- [Exercise]: The required answer is an exact copy of the records below, without pictures.

[[ Provided data, beginning ]]

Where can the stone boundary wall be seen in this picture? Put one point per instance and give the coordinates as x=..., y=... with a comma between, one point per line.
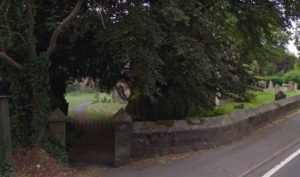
x=149, y=139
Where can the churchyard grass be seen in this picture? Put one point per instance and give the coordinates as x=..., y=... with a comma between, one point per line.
x=104, y=109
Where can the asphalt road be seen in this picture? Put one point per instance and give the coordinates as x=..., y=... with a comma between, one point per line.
x=291, y=169
x=252, y=156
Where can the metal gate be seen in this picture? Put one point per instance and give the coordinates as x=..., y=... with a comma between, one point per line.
x=92, y=142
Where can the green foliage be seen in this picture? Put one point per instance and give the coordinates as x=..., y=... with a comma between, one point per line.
x=276, y=78
x=260, y=99
x=293, y=75
x=55, y=150
x=6, y=168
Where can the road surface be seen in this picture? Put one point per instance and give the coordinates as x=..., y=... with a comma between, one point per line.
x=254, y=155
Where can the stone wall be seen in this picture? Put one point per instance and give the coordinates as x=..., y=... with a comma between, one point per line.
x=149, y=139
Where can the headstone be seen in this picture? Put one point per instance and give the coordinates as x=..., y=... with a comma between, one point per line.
x=97, y=96
x=270, y=86
x=217, y=102
x=121, y=92
x=280, y=95
x=277, y=88
x=239, y=106
x=57, y=126
x=122, y=131
x=5, y=136
x=262, y=84
x=284, y=88
x=288, y=87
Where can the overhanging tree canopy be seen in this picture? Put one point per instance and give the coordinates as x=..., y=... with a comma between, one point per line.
x=179, y=53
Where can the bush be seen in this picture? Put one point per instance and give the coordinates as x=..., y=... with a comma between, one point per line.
x=276, y=79
x=293, y=75
x=245, y=97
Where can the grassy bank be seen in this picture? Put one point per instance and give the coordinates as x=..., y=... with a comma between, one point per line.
x=104, y=109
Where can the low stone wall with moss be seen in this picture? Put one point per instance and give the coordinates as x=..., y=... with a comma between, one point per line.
x=149, y=139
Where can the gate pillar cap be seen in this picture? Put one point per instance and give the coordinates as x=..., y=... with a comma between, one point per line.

[[ Provided data, end ]]

- [Final answer]:
Where can the stone boundary wall be seen in this picture? Put one point per instance and give the coordinates as x=..., y=... with a comma between, one point per line.
x=149, y=139
Where can the churchyard grass be seen in this picture? Put one point per instance and give the coordinates as x=..., y=... with a comma between, one point per line.
x=104, y=109
Where can the asphalt road be seen in this picture? Put one point per instance and give the coordinates as x=..., y=... with a comma between, one point per line.
x=291, y=169
x=252, y=156
Where can the metal gate be seen in this picture? Put one point per instance and give the coordinates as x=..., y=... with a comma between, one point per line.
x=92, y=142
Where can the green foliage be seen in this picture? Put one point per instance and give the coordinates as x=..., y=... with a comma between, one point per line.
x=276, y=78
x=260, y=99
x=293, y=75
x=55, y=150
x=6, y=168
Where can the road surface be seen in this picture? Put one point per instance and give the coordinates as x=..., y=... with a comma between, one point per line.
x=254, y=155
Where can the stone wall be seen in this picture? Put one point per instance and give the coordinates as x=..., y=... with a comma between, one point per line.
x=149, y=139
Where can the headstone be seen in this picture? Put one point per instance and give the coordinates as x=..., y=... with a comma between, one point per line.
x=97, y=96
x=270, y=86
x=217, y=102
x=121, y=92
x=280, y=95
x=277, y=88
x=239, y=106
x=57, y=126
x=122, y=131
x=5, y=136
x=262, y=84
x=284, y=88
x=288, y=87
Where can the overhanging tree canopy be seen in this picture? Put one point per instance and give the coordinates as x=..., y=... with a comma between, one point per line.
x=179, y=53
Where can the bush be seen in this picture? Put one point per instance and give the coordinates as x=..., y=... with a comma between, one point per line.
x=276, y=79
x=293, y=75
x=245, y=97
Where can the grassy bank be seen in this picture? Put one point per instance and give the coordinates as x=..., y=... with a comma between, one point per line.
x=104, y=109
Where can the low stone wall with moss be seen in this picture? Put one point per instance and give the coordinates as x=..., y=... with a comma between, one point per line.
x=149, y=139
Where can the gate pillar cap be seen in this picture? Put one point per instance and give the coordinates as x=..., y=... with a comma between, one point per line.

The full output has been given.